_EXERCISE TASK_. The entries below contain pictures. Retype everything except those pictures, exactly as given.

_RAW RECORDS_.
********************

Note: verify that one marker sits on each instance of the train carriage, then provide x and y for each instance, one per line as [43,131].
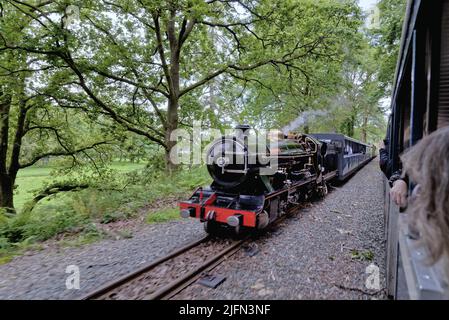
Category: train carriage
[419,106]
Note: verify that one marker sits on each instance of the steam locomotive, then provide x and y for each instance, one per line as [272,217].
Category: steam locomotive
[254,184]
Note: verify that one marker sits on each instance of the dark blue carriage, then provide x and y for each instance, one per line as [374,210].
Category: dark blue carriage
[344,154]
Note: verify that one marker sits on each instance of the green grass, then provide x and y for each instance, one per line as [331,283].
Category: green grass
[75,215]
[163,215]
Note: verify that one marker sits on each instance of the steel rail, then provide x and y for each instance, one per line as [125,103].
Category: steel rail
[176,286]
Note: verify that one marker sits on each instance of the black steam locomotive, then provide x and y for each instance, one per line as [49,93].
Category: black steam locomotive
[254,184]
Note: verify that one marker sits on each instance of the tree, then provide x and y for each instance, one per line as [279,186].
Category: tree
[139,61]
[387,40]
[34,124]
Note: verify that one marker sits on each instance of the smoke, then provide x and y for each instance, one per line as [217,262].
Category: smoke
[303,119]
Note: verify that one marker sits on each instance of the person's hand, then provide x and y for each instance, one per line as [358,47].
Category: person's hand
[399,193]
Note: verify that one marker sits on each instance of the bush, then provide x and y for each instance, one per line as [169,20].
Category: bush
[163,215]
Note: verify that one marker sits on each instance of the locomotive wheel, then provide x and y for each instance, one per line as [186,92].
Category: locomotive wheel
[211,227]
[322,192]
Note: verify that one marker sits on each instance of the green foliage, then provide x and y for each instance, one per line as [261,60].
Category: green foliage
[74,213]
[163,215]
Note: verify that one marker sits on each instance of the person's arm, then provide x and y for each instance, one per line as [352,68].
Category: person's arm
[399,188]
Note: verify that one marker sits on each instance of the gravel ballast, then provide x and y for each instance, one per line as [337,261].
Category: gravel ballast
[320,253]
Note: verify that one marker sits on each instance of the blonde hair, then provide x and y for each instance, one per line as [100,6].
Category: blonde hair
[427,164]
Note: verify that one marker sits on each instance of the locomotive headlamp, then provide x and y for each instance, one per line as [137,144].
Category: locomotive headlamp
[187,213]
[222,162]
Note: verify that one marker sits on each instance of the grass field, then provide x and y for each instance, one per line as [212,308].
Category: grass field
[33,178]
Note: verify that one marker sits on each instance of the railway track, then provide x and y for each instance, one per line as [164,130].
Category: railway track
[166,277]
[156,281]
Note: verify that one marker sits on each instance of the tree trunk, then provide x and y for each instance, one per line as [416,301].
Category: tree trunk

********************

_FINAL ANSWER_.
Note: verify that one marker sits on each instance of the train carriage, then provide x and y for each instance, one per line as [43,131].
Category: train carriage
[419,106]
Note: verify that one marker sits on each instance of the steam locomotive, then provide x and y for each instance, one per line as [272,217].
Category: steam locomotive
[254,184]
Note: verify that one marker sits on each instance of the dark blue carriage, then provide x and y for each instance, one per line as [374,210].
Category: dark blue carriage
[344,154]
Note: verify that one marker sits on each instance of the green grass, then provide x and y for each instance, one per line as [331,283].
Category: green grass
[75,215]
[163,215]
Note: verify that one marker sits on each instance of the steel rail, then provide x and y for each instance, one per line as [125,103].
Category: steel rail
[176,286]
Note: verify that one marker sits on each instance of the black steam locomotive, then provide x and y for each instance, one per line as [49,93].
Category: black steam locomotive
[254,184]
Note: verify that one marker sits on each instance of the tree, then provide x and y for each instance, one per line as [279,186].
Category: tree
[139,61]
[387,40]
[34,124]
Note: verify that one marker sits on each instance of the smoke, then provide x and y for each instance, one per line as [217,262].
Category: smoke
[303,119]
Note: verify that one marker sits on each instance of the person's hand, then provide x and y for each instance, one per line as [358,47].
Category: person's hand
[399,193]
Note: verify that one marker sits on each instance of the bush, then provide x and y for each instance, one per line as [169,20].
Category: bush
[163,215]
Note: verify that one marker sits on each instance of the locomotive wheel, then provide x and y for each instance, one per line as [186,92].
Category: locomotive wheel
[211,227]
[322,192]
Note: verify that one marker sits on each instance of the green foliage, then provide x and y for each instance, one per line as [261,60].
Category: green foliage
[74,213]
[163,215]
Note: verify that one marker sits on each instance of the person's arm, then provide x and y for each instance, one per line as [352,68].
Category: person's arm
[399,188]
Note: verify that one marker sits on each instance of the gravel ballast, then provide x and y for each instance, one per line as [337,261].
Category: gravel ballast
[320,253]
Note: verify that one marker sits on each instance of the blonde hair, then provide x and y for each instance, one per line as [100,6].
Category: blonde hair
[427,164]
Note: verify that one marker sits on each instance of the locomotive headlamp, then provide x and y for each instance, one per line as [137,144].
Category: locomotive headlamp
[187,213]
[222,162]
Note: verify that one marker sits on each instance of the grass field, then provide x and y for each instance, one per line as [212,308].
Category: grass field
[33,178]
Note: verify that one marker sits on each instance of the railway track, then provide x and y for each instance, one per line as [164,130].
Category: railway track
[166,277]
[156,281]
Note: verify that one marker sits on each instance of the tree trunk, then provide x and y for each instance, one per line as [416,301].
Category: tree trunk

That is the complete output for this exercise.